Exercise brief
Transcribe the listing in full. Keep every line exactly as it stands.

Exercise material
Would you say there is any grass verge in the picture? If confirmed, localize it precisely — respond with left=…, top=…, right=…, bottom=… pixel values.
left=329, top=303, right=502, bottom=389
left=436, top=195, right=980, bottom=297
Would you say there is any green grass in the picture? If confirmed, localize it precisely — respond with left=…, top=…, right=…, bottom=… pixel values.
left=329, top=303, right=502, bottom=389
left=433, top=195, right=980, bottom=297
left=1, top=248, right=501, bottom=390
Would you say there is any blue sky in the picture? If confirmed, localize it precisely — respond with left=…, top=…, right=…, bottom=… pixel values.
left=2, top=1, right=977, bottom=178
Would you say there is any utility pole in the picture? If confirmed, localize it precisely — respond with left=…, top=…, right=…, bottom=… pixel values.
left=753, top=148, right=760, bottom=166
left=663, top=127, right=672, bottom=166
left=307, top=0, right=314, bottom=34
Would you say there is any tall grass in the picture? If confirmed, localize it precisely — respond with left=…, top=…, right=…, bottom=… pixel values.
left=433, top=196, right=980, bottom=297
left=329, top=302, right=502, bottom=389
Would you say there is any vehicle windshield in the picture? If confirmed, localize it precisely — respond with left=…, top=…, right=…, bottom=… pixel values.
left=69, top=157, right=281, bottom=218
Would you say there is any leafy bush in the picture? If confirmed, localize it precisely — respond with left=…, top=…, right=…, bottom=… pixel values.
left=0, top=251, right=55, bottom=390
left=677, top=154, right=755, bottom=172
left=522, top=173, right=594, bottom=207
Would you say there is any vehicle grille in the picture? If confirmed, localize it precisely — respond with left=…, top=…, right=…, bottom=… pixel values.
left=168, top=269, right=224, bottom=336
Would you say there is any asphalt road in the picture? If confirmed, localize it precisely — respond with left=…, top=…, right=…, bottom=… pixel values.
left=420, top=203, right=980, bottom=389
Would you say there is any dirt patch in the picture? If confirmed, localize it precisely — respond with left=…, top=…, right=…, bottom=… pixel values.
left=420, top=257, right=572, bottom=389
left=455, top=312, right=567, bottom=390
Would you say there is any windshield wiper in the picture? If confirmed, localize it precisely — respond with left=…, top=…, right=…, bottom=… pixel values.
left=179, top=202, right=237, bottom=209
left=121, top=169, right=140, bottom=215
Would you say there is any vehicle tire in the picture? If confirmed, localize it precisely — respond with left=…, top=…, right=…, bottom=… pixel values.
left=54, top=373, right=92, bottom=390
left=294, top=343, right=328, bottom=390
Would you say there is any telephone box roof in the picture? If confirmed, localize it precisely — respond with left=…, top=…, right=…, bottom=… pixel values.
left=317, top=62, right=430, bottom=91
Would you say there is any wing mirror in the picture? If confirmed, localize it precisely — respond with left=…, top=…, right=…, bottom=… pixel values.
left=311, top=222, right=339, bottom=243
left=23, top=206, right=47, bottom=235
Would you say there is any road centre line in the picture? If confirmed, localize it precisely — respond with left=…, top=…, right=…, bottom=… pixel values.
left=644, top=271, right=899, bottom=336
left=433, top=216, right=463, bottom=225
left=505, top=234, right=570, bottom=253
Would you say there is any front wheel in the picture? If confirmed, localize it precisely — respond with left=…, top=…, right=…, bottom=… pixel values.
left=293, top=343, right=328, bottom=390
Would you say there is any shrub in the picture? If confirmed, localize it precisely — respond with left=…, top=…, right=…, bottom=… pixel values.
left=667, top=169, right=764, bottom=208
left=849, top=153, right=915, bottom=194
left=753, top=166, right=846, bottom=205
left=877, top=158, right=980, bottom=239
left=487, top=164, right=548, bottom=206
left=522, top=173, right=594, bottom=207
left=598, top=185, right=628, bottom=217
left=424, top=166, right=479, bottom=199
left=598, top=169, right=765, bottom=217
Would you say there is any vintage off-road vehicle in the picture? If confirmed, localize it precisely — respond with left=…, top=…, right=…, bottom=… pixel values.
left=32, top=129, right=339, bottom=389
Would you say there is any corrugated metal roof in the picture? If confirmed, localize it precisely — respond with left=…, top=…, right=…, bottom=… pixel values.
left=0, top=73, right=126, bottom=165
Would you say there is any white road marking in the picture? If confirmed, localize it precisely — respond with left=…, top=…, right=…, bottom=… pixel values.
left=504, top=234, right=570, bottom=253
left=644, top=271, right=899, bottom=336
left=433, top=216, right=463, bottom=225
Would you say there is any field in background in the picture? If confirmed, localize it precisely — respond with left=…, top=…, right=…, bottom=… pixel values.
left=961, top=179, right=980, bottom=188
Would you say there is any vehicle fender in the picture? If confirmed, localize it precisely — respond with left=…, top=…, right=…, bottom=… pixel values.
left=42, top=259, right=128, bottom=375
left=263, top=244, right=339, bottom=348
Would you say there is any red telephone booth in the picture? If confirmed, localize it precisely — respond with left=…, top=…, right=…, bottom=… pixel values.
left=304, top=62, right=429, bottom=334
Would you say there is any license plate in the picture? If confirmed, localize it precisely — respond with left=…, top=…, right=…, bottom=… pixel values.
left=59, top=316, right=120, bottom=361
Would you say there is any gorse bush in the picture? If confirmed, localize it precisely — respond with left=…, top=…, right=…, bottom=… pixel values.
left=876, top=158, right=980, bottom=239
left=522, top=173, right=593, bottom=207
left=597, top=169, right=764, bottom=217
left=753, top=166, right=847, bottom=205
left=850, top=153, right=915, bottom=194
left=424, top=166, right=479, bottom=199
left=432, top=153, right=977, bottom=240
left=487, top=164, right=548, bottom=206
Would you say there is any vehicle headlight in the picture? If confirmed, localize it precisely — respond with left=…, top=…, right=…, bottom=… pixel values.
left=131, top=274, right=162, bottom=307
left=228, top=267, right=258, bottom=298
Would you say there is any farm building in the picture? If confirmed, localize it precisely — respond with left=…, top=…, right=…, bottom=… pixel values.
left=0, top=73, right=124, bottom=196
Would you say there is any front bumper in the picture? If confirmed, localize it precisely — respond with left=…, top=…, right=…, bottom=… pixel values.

Solution for this task
Would you say there is any grass verge in the picture? If confirmed, localize it precisely — respond with left=…, top=…, right=…, bottom=… pixel values.
left=329, top=303, right=502, bottom=389
left=436, top=195, right=980, bottom=297
Would you say there is any green grass in the picture? If confirmed, localize it precisely — respond with left=…, top=…, right=…, bottom=… pixel values.
left=329, top=303, right=502, bottom=389
left=433, top=195, right=980, bottom=297
left=1, top=248, right=501, bottom=390
Would you say there is any blue sky in the picture? If confirmed, localize it precisely — respond with left=…, top=…, right=…, bottom=… pixel values.
left=2, top=1, right=977, bottom=178
Would you say there is any utility pole in the picture? If confirmed, localize it precisely — respond with left=…, top=…, right=…, bottom=… pixel values.
left=753, top=148, right=760, bottom=166
left=663, top=127, right=672, bottom=166
left=307, top=0, right=314, bottom=34
Would you say there is any tall grass in the picture? If confirmed, localize it precisely — respond with left=…, top=…, right=…, bottom=… pixel values.
left=433, top=196, right=980, bottom=297
left=329, top=302, right=502, bottom=389
Would you say there is any vehicle windshield in the picture? If confirmed, localize it precisely — respond with left=…, top=…, right=…, bottom=… pixel values.
left=69, top=157, right=281, bottom=218
Would you say there is any leafy bush in the picture? If confirmed, localize it precisely — respond with left=…, top=…, right=…, bottom=… pixel values.
left=0, top=251, right=55, bottom=390
left=677, top=154, right=755, bottom=172
left=522, top=173, right=594, bottom=207
Would you say there is any vehicle grille in the picture? If confirmed, localize it precisely — respond with left=…, top=…, right=…, bottom=… pixel values.
left=168, top=269, right=224, bottom=336
Would you say there is any asphalt road in the picture? If confirmed, localize it precisely — respond with left=…, top=…, right=…, bottom=… pixel values.
left=420, top=203, right=980, bottom=389
Would you say there is any dirt patch in the picture? If confirmed, localize it precisely — respond with left=…, top=…, right=…, bottom=… pixel values.
left=420, top=257, right=572, bottom=389
left=455, top=312, right=567, bottom=390
Would you say there is any windshield wiper in the picture? If confirmed, localize it precisely — respond with left=…, top=…, right=…, bottom=… pixel values.
left=179, top=202, right=237, bottom=209
left=121, top=169, right=140, bottom=215
Would you say there is any vehicle tire in the picture? If confirmed, localize it precisely — respond with left=…, top=…, right=…, bottom=… pixel values.
left=54, top=373, right=92, bottom=390
left=294, top=343, right=328, bottom=390
Would you say there is any telephone box roof in the picture? If confirmed, localize it precisely — respond with left=…, top=…, right=…, bottom=… pixel values.
left=317, top=62, right=430, bottom=91
Would you say there is any wing mirror in the picture? If confirmed, localize it precisely — respond with left=…, top=…, right=…, bottom=… pixel values.
left=311, top=222, right=339, bottom=243
left=23, top=206, right=47, bottom=235
Would you say there is any road centre line in the picture? If confirmed, localize it precisely — respond with left=…, top=…, right=…, bottom=… pixel values.
left=644, top=271, right=899, bottom=336
left=433, top=216, right=463, bottom=225
left=505, top=234, right=570, bottom=253
Would you say there is any front wheel in the picture? If confirmed, localize it precisely — respond with left=…, top=…, right=…, bottom=… pixel values.
left=293, top=343, right=328, bottom=390
Would you say there is any shrub in the picture? If confirmed, localize it precisely — respond with left=…, top=…, right=…, bottom=… pixel values.
left=667, top=169, right=764, bottom=208
left=849, top=153, right=915, bottom=194
left=753, top=166, right=846, bottom=205
left=877, top=158, right=980, bottom=239
left=487, top=164, right=548, bottom=206
left=522, top=173, right=594, bottom=207
left=598, top=185, right=628, bottom=217
left=424, top=166, right=479, bottom=199
left=598, top=169, right=765, bottom=217
Would you say there is any vintage off-road vehicle in the picture? If confirmed, localize it precisely — respond with left=…, top=…, right=…, bottom=… pixel values.
left=32, top=129, right=339, bottom=389
Would you say there is any corrugated metal roof in the picture? If confirmed, localize it precisely — respond with left=…, top=…, right=…, bottom=… pixel values.
left=0, top=73, right=126, bottom=165
Would you say there is any white road marking in the picture? If confirmed, localize it precisely — respond with left=…, top=…, right=…, bottom=… pixel values.
left=504, top=234, right=570, bottom=253
left=644, top=271, right=899, bottom=336
left=433, top=216, right=463, bottom=225
Would you say there is any field in background in the picture? If confirmed, localize it precisely — respond with left=…, top=…, right=…, bottom=… pixel values.
left=961, top=179, right=980, bottom=188
Would you say there is any vehicle fender in the picture? If confirmed, localize it precisely — respond with left=…, top=…, right=…, bottom=… pixel values.
left=42, top=259, right=128, bottom=375
left=263, top=244, right=339, bottom=348
Would you say there is any red telephone booth in the picture? If confirmed, localize it precisely — respond with left=…, top=…, right=…, bottom=… pixel values.
left=304, top=62, right=429, bottom=334
Would you say there is any license plate in the picture? If confirmed, localize it precisely — respond with left=…, top=…, right=…, bottom=… pixel values.
left=59, top=316, right=120, bottom=361
Would you say there is any gorse bush in the picture? If confirmed, localize it precisely — respond with left=…, top=…, right=…, bottom=… pixel values.
left=876, top=158, right=980, bottom=239
left=522, top=173, right=593, bottom=207
left=597, top=169, right=764, bottom=217
left=753, top=166, right=847, bottom=205
left=850, top=153, right=915, bottom=194
left=424, top=166, right=479, bottom=199
left=432, top=153, right=977, bottom=240
left=487, top=164, right=548, bottom=206
Would you say there is any vehicle headlight in the picture? If confirmed, localize it precisely — respond with left=…, top=…, right=…, bottom=… pixel values.
left=131, top=274, right=162, bottom=307
left=228, top=267, right=258, bottom=298
Would you say there is any farm building in the picture? If confirmed, localize it precisely — respond with left=…, top=…, right=…, bottom=… pixel values.
left=0, top=73, right=124, bottom=196
Would you say there is any front bumper in the picture? If confirmed, localize it precisely — respond with left=…, top=…, right=…, bottom=… pixel values.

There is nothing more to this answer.